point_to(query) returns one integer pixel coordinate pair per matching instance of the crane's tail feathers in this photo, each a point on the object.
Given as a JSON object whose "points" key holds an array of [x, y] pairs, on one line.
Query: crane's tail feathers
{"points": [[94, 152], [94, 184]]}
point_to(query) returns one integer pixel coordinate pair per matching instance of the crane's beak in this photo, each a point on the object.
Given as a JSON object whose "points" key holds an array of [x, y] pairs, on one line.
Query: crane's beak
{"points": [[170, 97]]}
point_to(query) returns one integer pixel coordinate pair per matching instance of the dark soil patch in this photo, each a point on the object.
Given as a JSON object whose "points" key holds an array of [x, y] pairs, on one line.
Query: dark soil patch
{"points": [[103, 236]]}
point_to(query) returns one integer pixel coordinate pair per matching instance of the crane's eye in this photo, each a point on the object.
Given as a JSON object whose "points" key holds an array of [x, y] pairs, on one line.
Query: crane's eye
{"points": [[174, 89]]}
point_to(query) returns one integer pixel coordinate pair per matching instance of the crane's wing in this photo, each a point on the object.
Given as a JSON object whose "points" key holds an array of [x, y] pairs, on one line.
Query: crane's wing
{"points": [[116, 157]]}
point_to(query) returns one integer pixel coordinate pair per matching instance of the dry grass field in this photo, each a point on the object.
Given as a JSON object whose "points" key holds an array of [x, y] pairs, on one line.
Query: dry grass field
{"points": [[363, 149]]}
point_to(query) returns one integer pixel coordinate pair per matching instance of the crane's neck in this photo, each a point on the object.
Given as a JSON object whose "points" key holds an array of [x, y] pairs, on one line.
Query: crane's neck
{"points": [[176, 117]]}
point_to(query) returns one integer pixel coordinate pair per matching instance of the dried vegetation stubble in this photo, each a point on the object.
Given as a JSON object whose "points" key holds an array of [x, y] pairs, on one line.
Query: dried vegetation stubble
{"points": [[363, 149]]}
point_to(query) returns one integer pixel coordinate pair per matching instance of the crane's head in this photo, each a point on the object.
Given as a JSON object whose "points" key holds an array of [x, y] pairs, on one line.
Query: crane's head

■ Short task
Rewrite everything from the line containing "of the dried" down to the end of the records, requests included. Shift every coordinate in the answers by adding 51 to each number.

■ Task response
point_to(query) returns one integer pixel coordinate pair per matching instance of the dried vegetation stubble in this photo, each a point on the object.
Given as a JSON object whose "points" key holds an array of [x, y] pairs, on one line.
Query: dried vegetation stubble
{"points": [[414, 200]]}
point_to(query) returns one integer pixel coordinate pair per matching instance of the crane's head in this photo, each a point on the object.
Given as a JSON object whose "points" key holds an array of [x, y] pairs, on one line.
Query: crane's head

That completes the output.